Referring expression grounding data
%%

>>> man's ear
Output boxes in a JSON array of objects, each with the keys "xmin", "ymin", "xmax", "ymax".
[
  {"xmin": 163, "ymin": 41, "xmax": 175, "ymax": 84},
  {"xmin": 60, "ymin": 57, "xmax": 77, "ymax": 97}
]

%%

Retype each line above exactly as written.

EXERCISE ANSWER
>>> man's ear
Output boxes in a JSON array of objects, each with the keys "xmin", "ymin", "xmax", "ymax".
[
  {"xmin": 163, "ymin": 41, "xmax": 175, "ymax": 84},
  {"xmin": 60, "ymin": 57, "xmax": 77, "ymax": 97}
]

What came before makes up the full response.